- [Work to be completed] Scan the material that follows. Copy every line containing the word "right".

(Supplied data begins)

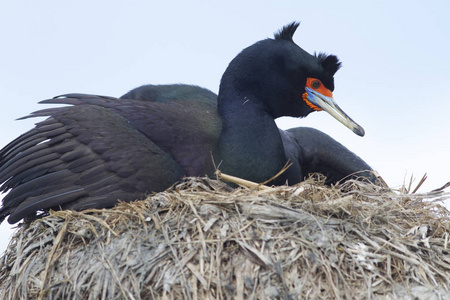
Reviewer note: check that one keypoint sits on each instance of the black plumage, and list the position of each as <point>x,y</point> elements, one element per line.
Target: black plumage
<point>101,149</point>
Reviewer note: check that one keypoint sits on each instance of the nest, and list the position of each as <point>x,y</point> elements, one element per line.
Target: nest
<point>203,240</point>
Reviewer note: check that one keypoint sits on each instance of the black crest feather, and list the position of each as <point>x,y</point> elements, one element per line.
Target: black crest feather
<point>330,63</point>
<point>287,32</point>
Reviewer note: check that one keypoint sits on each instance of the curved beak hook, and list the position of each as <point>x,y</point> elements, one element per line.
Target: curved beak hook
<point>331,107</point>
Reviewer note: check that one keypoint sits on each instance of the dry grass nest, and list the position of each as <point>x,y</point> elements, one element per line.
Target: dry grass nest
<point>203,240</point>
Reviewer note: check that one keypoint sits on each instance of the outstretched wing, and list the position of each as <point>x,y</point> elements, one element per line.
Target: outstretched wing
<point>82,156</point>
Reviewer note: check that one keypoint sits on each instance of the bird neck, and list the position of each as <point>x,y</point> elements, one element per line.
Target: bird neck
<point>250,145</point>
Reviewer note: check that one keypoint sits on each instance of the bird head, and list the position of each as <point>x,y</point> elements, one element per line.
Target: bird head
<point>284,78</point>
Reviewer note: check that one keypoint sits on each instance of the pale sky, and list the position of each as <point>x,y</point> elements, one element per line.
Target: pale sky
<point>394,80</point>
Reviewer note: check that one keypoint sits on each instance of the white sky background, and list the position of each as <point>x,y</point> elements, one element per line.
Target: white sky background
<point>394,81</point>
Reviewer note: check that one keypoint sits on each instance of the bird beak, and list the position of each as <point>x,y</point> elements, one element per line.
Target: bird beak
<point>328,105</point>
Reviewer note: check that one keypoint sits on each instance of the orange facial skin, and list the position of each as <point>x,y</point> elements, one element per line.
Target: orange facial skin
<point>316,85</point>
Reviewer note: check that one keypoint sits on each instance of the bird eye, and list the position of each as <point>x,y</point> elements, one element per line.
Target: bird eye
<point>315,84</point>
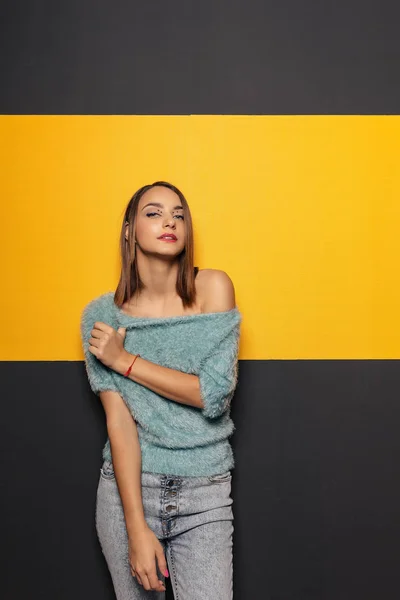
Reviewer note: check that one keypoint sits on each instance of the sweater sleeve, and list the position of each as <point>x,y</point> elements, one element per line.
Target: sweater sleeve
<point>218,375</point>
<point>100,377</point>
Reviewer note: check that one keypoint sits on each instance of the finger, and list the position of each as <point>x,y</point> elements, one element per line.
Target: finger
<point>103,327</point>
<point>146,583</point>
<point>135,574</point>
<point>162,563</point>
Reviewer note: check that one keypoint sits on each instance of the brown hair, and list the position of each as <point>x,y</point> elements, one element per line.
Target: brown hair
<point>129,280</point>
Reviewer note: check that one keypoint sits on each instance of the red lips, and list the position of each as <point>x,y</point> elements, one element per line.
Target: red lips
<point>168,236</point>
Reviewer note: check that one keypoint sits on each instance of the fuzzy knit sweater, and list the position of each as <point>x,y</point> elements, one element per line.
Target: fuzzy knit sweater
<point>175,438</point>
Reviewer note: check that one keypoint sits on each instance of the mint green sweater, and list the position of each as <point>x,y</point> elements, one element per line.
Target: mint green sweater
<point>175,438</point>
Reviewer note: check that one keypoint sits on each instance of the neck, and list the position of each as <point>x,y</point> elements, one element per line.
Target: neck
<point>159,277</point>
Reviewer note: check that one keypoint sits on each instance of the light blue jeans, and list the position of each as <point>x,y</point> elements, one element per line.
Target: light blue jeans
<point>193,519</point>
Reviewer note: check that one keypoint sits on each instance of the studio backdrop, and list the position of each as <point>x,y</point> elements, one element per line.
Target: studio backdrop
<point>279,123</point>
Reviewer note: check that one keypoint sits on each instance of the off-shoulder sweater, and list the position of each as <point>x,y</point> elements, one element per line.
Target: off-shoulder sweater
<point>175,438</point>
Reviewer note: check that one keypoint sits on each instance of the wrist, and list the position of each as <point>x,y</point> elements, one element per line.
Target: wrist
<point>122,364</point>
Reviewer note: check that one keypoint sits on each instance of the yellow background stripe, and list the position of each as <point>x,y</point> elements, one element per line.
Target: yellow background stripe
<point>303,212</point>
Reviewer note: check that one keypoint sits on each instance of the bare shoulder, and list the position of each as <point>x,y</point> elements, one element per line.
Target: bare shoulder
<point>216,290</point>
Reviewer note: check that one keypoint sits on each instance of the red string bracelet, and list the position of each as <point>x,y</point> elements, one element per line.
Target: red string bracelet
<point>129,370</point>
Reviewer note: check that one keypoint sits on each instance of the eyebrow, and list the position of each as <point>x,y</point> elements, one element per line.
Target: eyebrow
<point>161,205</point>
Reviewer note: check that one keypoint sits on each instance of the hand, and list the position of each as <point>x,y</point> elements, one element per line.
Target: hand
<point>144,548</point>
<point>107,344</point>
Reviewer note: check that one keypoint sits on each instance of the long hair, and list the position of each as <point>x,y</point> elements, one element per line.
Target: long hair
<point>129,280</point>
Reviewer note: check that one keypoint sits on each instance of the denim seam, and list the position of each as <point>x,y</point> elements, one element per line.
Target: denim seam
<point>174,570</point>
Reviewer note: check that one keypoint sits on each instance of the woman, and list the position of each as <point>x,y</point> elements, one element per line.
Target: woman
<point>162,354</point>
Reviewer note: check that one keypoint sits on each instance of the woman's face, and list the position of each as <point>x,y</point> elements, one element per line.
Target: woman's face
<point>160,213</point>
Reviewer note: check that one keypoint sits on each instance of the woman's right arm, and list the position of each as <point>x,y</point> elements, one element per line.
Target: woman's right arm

(Supplied data ends)

- [Solution]
Reviewer note: check that one keypoint sits on each instance of the woman's right arm, and list the position of each as <point>x,y</point> elements, one element per line.
Target: woman's right arm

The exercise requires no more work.